# [TASK INPUT]
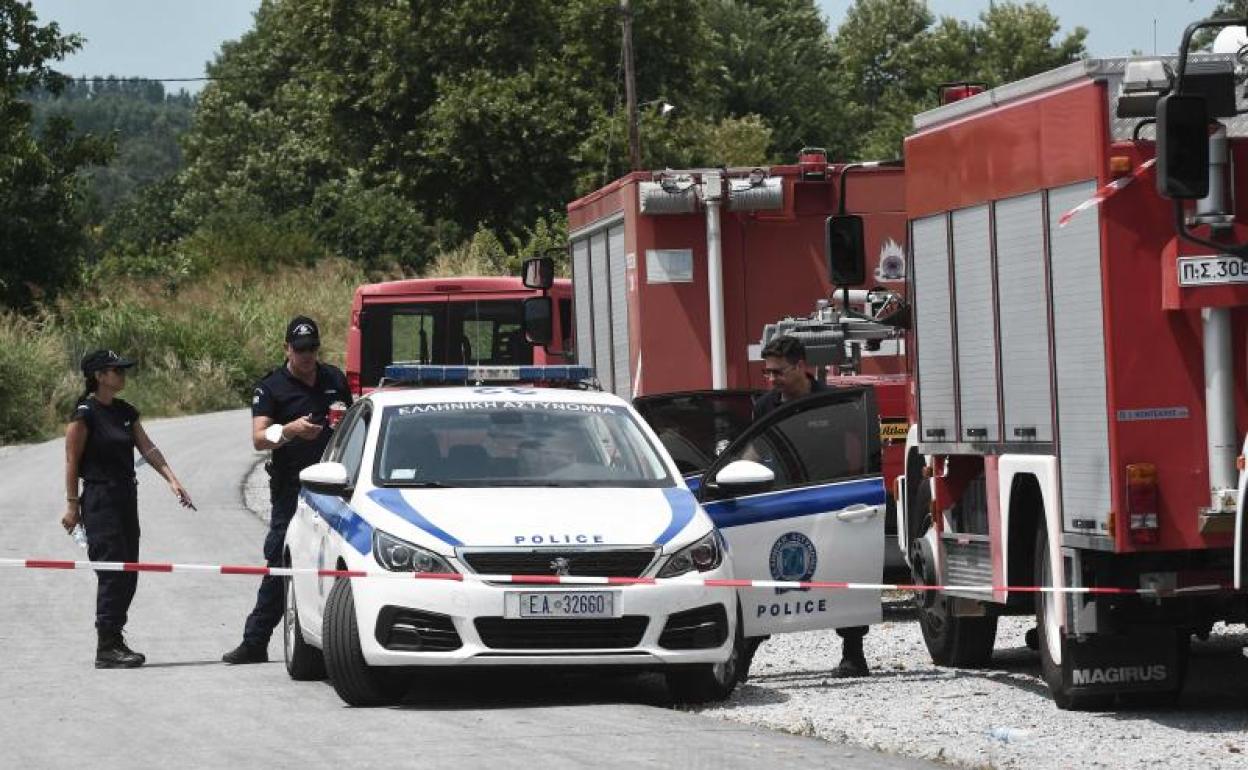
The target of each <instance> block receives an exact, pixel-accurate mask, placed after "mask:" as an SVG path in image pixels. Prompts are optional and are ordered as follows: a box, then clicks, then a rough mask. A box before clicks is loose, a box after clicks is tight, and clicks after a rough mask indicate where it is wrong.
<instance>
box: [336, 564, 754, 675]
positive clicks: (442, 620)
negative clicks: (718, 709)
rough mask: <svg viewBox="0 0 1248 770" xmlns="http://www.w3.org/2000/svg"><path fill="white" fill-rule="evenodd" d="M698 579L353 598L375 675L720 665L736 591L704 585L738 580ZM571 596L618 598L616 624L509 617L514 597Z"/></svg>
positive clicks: (415, 588)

# [WHAT YOU WILL DO]
Copy every line of the records word for word, leaving out the pictures.

# [REPLY]
The target of each <instance> block receives an exact, pixel-accurate mask, placed after "mask:" as an SVG path in image pixels. Prompts are optional and are ordered as follows: a box, then clicks, then a rough mask. A box before clicks is loose, a box after clicks is tight, and clicks after a rough mask indicate where it is wrong.
<instance>
box: [336, 564, 754, 675]
positive clicks: (442, 620)
negative clicks: (718, 709)
rough mask: <svg viewBox="0 0 1248 770" xmlns="http://www.w3.org/2000/svg"><path fill="white" fill-rule="evenodd" d="M698 579L353 598L375 675L720 665L736 591L704 585L738 580ZM571 596L618 598L616 624L509 617L514 597Z"/></svg>
positive clicks: (415, 588)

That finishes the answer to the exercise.